In these cases, it is observed that sealed-bid auctions
tend to give higher revenue than dynamic auctions.
Why do you think this is the case?
Common value auctions
The auction may be used as a means of gathering information from other participants to triangulate a price
Answer: In a dynamic auction, a bidder can use the bids of others as additional signals of the correct valuation.
If bids so far seem high, my initial estimate must be low, and vice versa, so I can adjust my personal estimate.
Hence estimates converge.
In a static auction, there is no convergence of estimates, so it is more likely that some bidders keep unusually high estimates.
As a result, there is a higher chance that the winner ends up paying more than the correct valuation.
This is known as the winner's curse.
Equivalence of revenues
It is observed in practice that first-price auctions lead to higher revenue than second-price auctions.

*Material provided*
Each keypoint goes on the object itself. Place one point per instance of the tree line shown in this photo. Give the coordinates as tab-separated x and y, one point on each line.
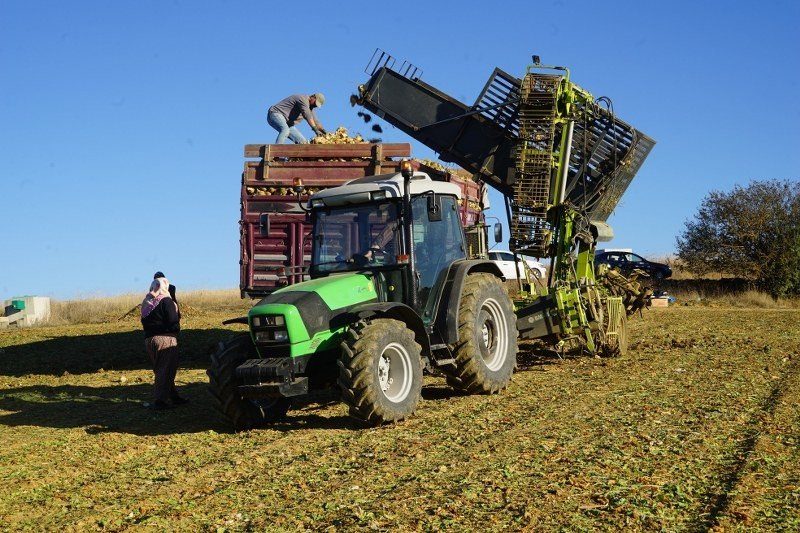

*Exercise goal*
Transcribe the stretch from "This is known" through "than second-price auctions." in the auction passage above, reproducing each word and punctuation mark precisely.

*Complete response*
This is known as the winner's curse.
Equivalence of revenues
It is observed in practice that first-price auctions lead to higher revenue than second-price auctions.